**What you will do:**
Convert every line of the entries below into a Markdown table with two columns, "Row" for a running number and "Entry line" for the text. Leave out blank lines.

# The input start

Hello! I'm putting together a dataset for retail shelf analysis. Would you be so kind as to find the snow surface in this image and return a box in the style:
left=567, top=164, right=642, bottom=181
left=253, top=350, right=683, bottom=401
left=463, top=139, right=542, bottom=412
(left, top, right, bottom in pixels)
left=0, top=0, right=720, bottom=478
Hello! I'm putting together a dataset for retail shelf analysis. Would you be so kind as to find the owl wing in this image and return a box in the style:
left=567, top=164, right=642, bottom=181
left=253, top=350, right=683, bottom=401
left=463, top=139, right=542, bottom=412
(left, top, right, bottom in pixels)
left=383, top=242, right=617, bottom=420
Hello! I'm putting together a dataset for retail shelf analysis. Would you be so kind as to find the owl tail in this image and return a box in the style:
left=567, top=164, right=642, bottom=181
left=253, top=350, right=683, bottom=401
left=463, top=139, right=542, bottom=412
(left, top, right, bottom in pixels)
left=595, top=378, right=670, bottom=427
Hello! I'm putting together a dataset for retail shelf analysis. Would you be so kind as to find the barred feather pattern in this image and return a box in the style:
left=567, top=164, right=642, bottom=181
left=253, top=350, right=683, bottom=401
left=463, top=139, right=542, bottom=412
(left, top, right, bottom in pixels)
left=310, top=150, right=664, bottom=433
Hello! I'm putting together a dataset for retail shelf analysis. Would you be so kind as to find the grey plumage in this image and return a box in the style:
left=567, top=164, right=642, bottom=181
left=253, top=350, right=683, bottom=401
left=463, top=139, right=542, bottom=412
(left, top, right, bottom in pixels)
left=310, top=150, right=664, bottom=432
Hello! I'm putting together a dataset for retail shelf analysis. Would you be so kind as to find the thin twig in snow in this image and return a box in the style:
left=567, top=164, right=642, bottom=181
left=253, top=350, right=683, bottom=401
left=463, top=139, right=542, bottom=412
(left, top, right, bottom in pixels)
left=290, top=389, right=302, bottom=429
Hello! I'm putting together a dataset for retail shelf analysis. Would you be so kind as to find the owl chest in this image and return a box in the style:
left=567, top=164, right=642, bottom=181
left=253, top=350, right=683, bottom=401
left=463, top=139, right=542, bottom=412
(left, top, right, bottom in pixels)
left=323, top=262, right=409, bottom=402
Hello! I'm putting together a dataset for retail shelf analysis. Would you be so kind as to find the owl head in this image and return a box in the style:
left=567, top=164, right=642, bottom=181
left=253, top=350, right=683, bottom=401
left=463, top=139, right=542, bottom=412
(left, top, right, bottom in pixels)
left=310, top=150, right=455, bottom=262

# The input end

**Answer:**
| Row | Entry line |
|---|---|
| 1 | Hello! I'm putting together a dataset for retail shelf analysis. Would you be so kind as to find the snow surface in this image and return a box in the style: |
| 2 | left=567, top=164, right=642, bottom=181 |
| 3 | left=253, top=350, right=683, bottom=401 |
| 4 | left=463, top=139, right=542, bottom=412 |
| 5 | (left, top, right, bottom in pixels) |
| 6 | left=0, top=0, right=720, bottom=478 |
| 7 | Hello! I'm putting together a dataset for retail shelf analysis. Would you be so kind as to find the owl wing in this image and return a box in the style: |
| 8 | left=567, top=164, right=642, bottom=181 |
| 9 | left=253, top=350, right=683, bottom=401 |
| 10 | left=463, top=139, right=542, bottom=412 |
| 11 | (left, top, right, bottom in pixels) |
| 12 | left=383, top=242, right=617, bottom=420 |
| 13 | Hello! I'm putting together a dataset for retail shelf analysis. Would you be so kind as to find the owl tail in this image and return a box in the style: |
| 14 | left=567, top=164, right=642, bottom=181 |
| 15 | left=253, top=350, right=683, bottom=401 |
| 16 | left=463, top=139, right=542, bottom=412 |
| 17 | (left, top, right, bottom in pixels) |
| 18 | left=595, top=378, right=670, bottom=427 |
| 19 | Hello! I'm putting together a dataset for retail shelf analysis. Would you be so kind as to find the barred feather pattern in this image and return a box in the style: |
| 20 | left=567, top=164, right=642, bottom=181 |
| 21 | left=253, top=350, right=683, bottom=401 |
| 22 | left=463, top=139, right=542, bottom=412 |
| 23 | (left, top, right, bottom in pixels) |
| 24 | left=310, top=150, right=664, bottom=433 |
| 25 | Hello! I'm putting together a dataset for retail shelf analysis. Would you be so kind as to find the grey plumage in this image and return a box in the style: |
| 26 | left=567, top=164, right=642, bottom=181 |
| 27 | left=253, top=350, right=683, bottom=401 |
| 28 | left=463, top=139, right=542, bottom=412 |
| 29 | (left, top, right, bottom in pixels) |
| 30 | left=310, top=150, right=664, bottom=432 |
| 31 | Hello! I'm putting together a dataset for retail shelf analysis. Would you be so kind as to find the thin twig in snow in this image and return a box in the style: |
| 32 | left=567, top=164, right=642, bottom=181 |
| 33 | left=253, top=350, right=683, bottom=401 |
| 34 | left=463, top=139, right=542, bottom=412 |
| 35 | (left, top, right, bottom in pixels) |
| 36 | left=290, top=389, right=302, bottom=429 |
| 37 | Hello! I'm putting together a dataset for retail shelf analysis. Would you be so kind as to find the owl chest in this image and return a box in the style: |
| 38 | left=567, top=164, right=642, bottom=181 |
| 39 | left=253, top=350, right=683, bottom=401 |
| 40 | left=463, top=139, right=542, bottom=412 |
| 41 | (left, top, right, bottom in pixels) |
| 42 | left=323, top=262, right=409, bottom=402 |
| 43 | Hello! I'm putting together a dataset for retail shelf analysis. Would you be so kind as to find the owl head in this image and return a box in the style: |
| 44 | left=567, top=164, right=642, bottom=181 |
| 45 | left=253, top=350, right=683, bottom=401 |
| 46 | left=463, top=139, right=542, bottom=412 |
| 47 | (left, top, right, bottom in pixels) |
| 48 | left=310, top=150, right=455, bottom=262 |